* **EXCERPTED DATA**
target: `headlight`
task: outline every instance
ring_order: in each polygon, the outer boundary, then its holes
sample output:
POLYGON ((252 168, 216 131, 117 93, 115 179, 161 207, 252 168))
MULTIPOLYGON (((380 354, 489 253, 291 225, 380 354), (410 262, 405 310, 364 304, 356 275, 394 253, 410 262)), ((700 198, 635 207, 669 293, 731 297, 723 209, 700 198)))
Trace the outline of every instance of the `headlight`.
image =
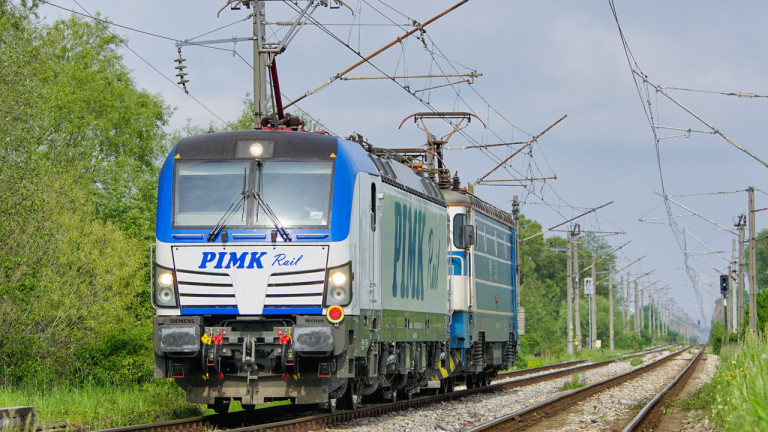
POLYGON ((157 277, 157 284, 161 287, 169 287, 173 285, 173 273, 162 271, 160 276, 157 277))
POLYGON ((251 156, 257 158, 264 153, 264 146, 262 146, 261 143, 255 142, 251 144, 248 151, 251 153, 251 156))
POLYGON ((352 301, 352 263, 329 268, 325 288, 327 305, 348 305, 352 301))
POLYGON ((173 270, 155 264, 154 268, 154 298, 160 307, 176 307, 176 285, 173 270))
POLYGON ((342 286, 347 282, 347 275, 341 270, 336 270, 331 274, 331 285, 342 286))

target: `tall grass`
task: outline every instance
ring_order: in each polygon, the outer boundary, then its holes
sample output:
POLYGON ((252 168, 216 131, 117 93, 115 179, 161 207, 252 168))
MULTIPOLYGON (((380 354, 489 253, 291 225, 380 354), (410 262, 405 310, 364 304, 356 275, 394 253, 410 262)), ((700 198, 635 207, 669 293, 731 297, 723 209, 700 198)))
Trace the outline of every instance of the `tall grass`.
POLYGON ((86 430, 195 417, 207 411, 203 405, 187 403, 184 392, 171 380, 52 390, 0 387, 0 406, 33 406, 43 425, 66 423, 86 430))
POLYGON ((709 417, 724 431, 768 430, 768 329, 724 344, 709 417))

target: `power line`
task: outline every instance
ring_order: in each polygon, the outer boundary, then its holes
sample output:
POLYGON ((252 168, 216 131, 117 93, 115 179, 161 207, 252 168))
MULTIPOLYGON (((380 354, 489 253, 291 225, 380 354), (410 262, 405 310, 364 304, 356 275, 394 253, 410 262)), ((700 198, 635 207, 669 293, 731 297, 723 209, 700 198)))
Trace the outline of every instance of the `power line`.
POLYGON ((768 95, 759 95, 754 94, 752 92, 723 92, 723 91, 715 91, 715 90, 697 90, 697 89, 691 89, 691 88, 682 88, 682 87, 670 87, 670 86, 660 86, 662 89, 669 89, 669 90, 680 90, 680 91, 687 91, 687 92, 694 92, 694 93, 709 93, 709 94, 719 94, 722 96, 736 96, 738 98, 768 98, 768 95))
MULTIPOLYGON (((73 0, 73 1, 75 2, 75 4, 77 4, 78 6, 80 6, 80 8, 81 8, 83 11, 85 11, 85 13, 86 13, 87 15, 84 15, 84 16, 86 16, 86 17, 88 17, 88 18, 90 18, 90 19, 93 19, 93 20, 95 20, 95 21, 99 22, 99 23, 100 23, 100 24, 101 24, 101 25, 104 27, 104 30, 106 30, 107 32, 109 32, 109 34, 111 34, 111 35, 113 35, 113 36, 117 37, 117 39, 120 41, 120 43, 121 43, 121 44, 122 44, 122 45, 123 45, 125 48, 127 48, 127 49, 128 49, 130 52, 132 52, 132 53, 133 53, 133 54, 134 54, 136 57, 138 57, 138 58, 139 58, 141 61, 143 61, 143 62, 144 62, 144 63, 145 63, 147 66, 149 66, 150 68, 152 68, 152 70, 154 70, 155 72, 157 72, 158 74, 160 74, 160 76, 162 76, 162 77, 163 77, 163 78, 164 78, 166 81, 170 82, 170 83, 171 83, 171 84, 172 84, 174 87, 178 88, 178 89, 179 89, 179 90, 181 90, 181 91, 184 91, 184 90, 183 90, 183 89, 182 89, 182 88, 181 88, 181 87, 180 87, 178 84, 176 84, 176 83, 175 83, 173 80, 171 80, 170 78, 168 78, 167 76, 165 76, 165 74, 163 74, 162 72, 160 72, 160 70, 158 70, 158 69, 157 69, 155 66, 153 66, 153 65, 152 65, 152 64, 151 64, 151 63, 150 63, 148 60, 146 60, 146 59, 145 59, 144 57, 142 57, 142 56, 141 56, 139 53, 137 53, 137 52, 136 52, 136 51, 135 51, 133 48, 131 48, 131 47, 128 45, 128 43, 127 43, 127 42, 125 42, 125 41, 124 41, 122 38, 120 38, 118 35, 116 35, 114 32, 112 32, 112 30, 110 30, 110 29, 109 29, 109 25, 111 25, 111 23, 110 23, 109 21, 105 21, 105 20, 102 20, 102 19, 97 19, 97 18, 96 18, 96 17, 94 17, 94 16, 93 16, 93 15, 92 15, 90 12, 88 12, 88 10, 87 10, 87 9, 85 9, 85 8, 84 8, 84 7, 83 7, 83 6, 82 6, 80 3, 78 3, 78 2, 77 2, 77 0, 73 0)), ((51 4, 51 3, 48 3, 48 4, 51 4)), ((79 15, 82 15, 82 14, 79 14, 79 15)), ((218 116, 216 113, 214 113, 214 112, 213 112, 213 111, 212 111, 210 108, 208 108, 207 106, 205 106, 205 104, 203 104, 202 102, 200 102, 200 101, 199 101, 197 98, 195 98, 194 96, 192 96, 192 95, 191 95, 191 94, 189 94, 189 93, 187 93, 187 95, 188 95, 189 97, 191 97, 191 98, 192 98, 192 100, 194 100, 195 102, 197 102, 197 103, 198 103, 198 104, 199 104, 201 107, 203 107, 203 108, 204 108, 206 111, 208 111, 208 112, 209 112, 211 115, 213 115, 214 117, 216 117, 217 119, 219 119, 219 121, 221 121, 222 123, 225 123, 225 124, 230 124, 229 122, 227 122, 227 121, 225 121, 224 119, 222 119, 221 117, 219 117, 219 116, 218 116)))
MULTIPOLYGON (((631 71, 632 80, 635 83, 637 94, 640 97, 641 103, 643 104, 643 111, 645 112, 646 119, 648 120, 648 123, 651 127, 651 133, 653 134, 654 148, 656 151, 656 162, 657 162, 658 171, 659 171, 659 180, 661 182, 662 194, 665 197, 663 200, 663 203, 667 213, 667 223, 670 227, 670 230, 672 231, 672 234, 675 238, 678 248, 683 253, 683 268, 685 269, 686 275, 688 276, 688 279, 690 280, 691 285, 693 286, 694 293, 696 294, 696 297, 698 300, 698 306, 699 306, 699 313, 702 318, 706 319, 709 316, 709 314, 706 314, 704 310, 704 302, 702 299, 702 291, 699 288, 699 284, 698 284, 698 277, 696 274, 694 274, 693 268, 689 264, 690 255, 687 252, 688 246, 687 246, 686 233, 684 228, 680 227, 680 225, 677 223, 677 221, 675 220, 672 214, 672 208, 670 205, 670 200, 668 198, 669 194, 667 193, 666 184, 664 182, 664 171, 662 169, 662 164, 661 164, 661 148, 660 148, 661 138, 657 133, 657 128, 654 126, 657 124, 657 122, 654 121, 654 114, 653 114, 654 105, 651 103, 651 93, 649 89, 649 83, 645 79, 645 74, 642 73, 640 69, 640 65, 635 59, 634 54, 632 53, 632 50, 629 48, 629 44, 624 35, 624 31, 621 28, 621 23, 619 22, 619 17, 618 17, 618 13, 616 12, 616 5, 614 4, 614 0, 608 0, 608 4, 611 8, 614 21, 616 22, 616 28, 619 32, 619 37, 621 38, 621 43, 624 48, 624 55, 627 59, 627 65, 629 66, 629 69, 631 71)), ((658 98, 658 92, 657 92, 657 98, 658 98)), ((658 106, 658 104, 656 106, 658 106)), ((658 117, 658 112, 656 117, 658 117)))
MULTIPOLYGON (((115 26, 115 27, 120 27, 120 28, 124 28, 126 30, 130 30, 130 31, 133 31, 133 32, 136 32, 136 33, 142 33, 142 34, 145 34, 147 36, 153 36, 153 37, 156 37, 156 38, 165 39, 165 40, 169 40, 169 41, 173 41, 173 42, 177 42, 178 41, 178 39, 176 39, 176 38, 159 35, 157 33, 152 33, 152 32, 148 32, 148 31, 145 31, 145 30, 139 30, 137 28, 129 27, 129 26, 126 26, 126 25, 116 24, 116 23, 111 22, 109 20, 93 16, 90 13, 88 13, 88 11, 86 11, 85 13, 78 12, 78 11, 76 11, 74 9, 68 9, 68 8, 63 7, 63 6, 59 6, 59 5, 55 4, 55 3, 51 3, 50 1, 47 1, 47 0, 43 0, 43 3, 47 4, 47 5, 50 5, 50 6, 53 6, 55 8, 59 8, 59 9, 65 10, 65 11, 73 13, 75 15, 80 15, 82 17, 90 18, 90 19, 92 19, 94 21, 98 21, 98 22, 100 22, 102 24, 109 24, 109 25, 112 25, 112 26, 115 26)), ((77 3, 77 1, 75 1, 75 3, 77 3)), ((81 9, 85 10, 85 8, 80 5, 80 3, 77 3, 77 5, 80 6, 81 9)))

* **TASK REQUIREMENTS**
Check each line of the entries above for the string "target", and return those that contain it.

* **ANSWER TO THIS PROBLEM**
target: `headlight`
target: `tall grass`
target: `power line`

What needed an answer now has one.